People who experience this reaction eat a specific food before exercising.
As they exercise and their body temperature goes up, they begin
to itch, get light-headed, and soon have allergic reactions such
as hives or even anaphylaxis. The cure for exercised-induced food
allergy is simple-not eating for a couple of hours before exercising.
Treatment
Food
allergy is treated by dietary avoidance. Once a patient and the
patient's doctor have identified the food to which the patient is
sensitive, the food must be removed from the patient's diet. To
do this, patients must read lengthy, detailed ingredient lists on
each food they are considering eating. Many allergy-producing foods
such as peanuts, eggs, and milk, appear in foods one normally would
not associate them with. Peanuts, for example, are often used as
a protein source and eggs are used in some salad dressings. The
FDA requires ingredients in a food to appear on its label. People
can avoid most of the things to which they are sensitive if they
read food labels carefully and avoid restaurant-prepared foods that
might have ingredients to which they are allergic.

• _DATA BLOCK_
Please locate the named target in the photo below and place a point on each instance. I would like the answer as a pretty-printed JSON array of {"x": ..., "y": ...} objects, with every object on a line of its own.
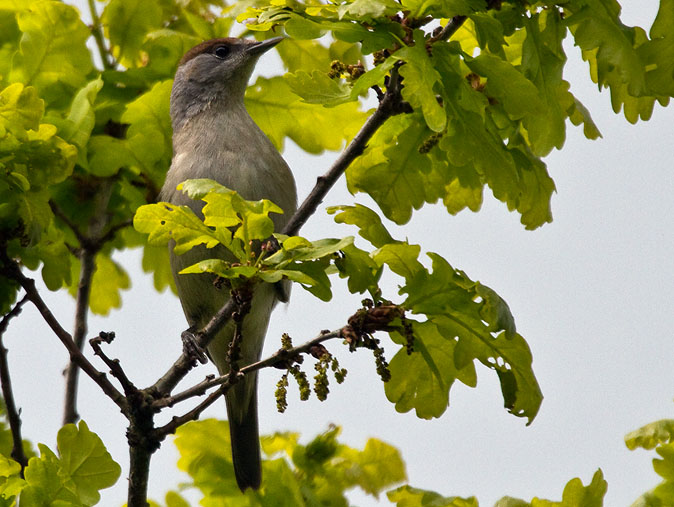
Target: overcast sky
[{"x": 593, "y": 294}]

• _YOUR GOAL_
Using the food allergy text, explain in one to three sentences why patients avoiding a food must read the detailed ingredient lists on everything they eat.

• _WRITTEN RESPONSE_
Many allergy-producing foods, such as peanuts, eggs, and milk, show up in foods people wouldn't normally connect them with. Peanuts, for example, are often used as a protein source, and eggs are used in some salad dressings. Reading the labels is how patients find and avoid these hidden ingredients.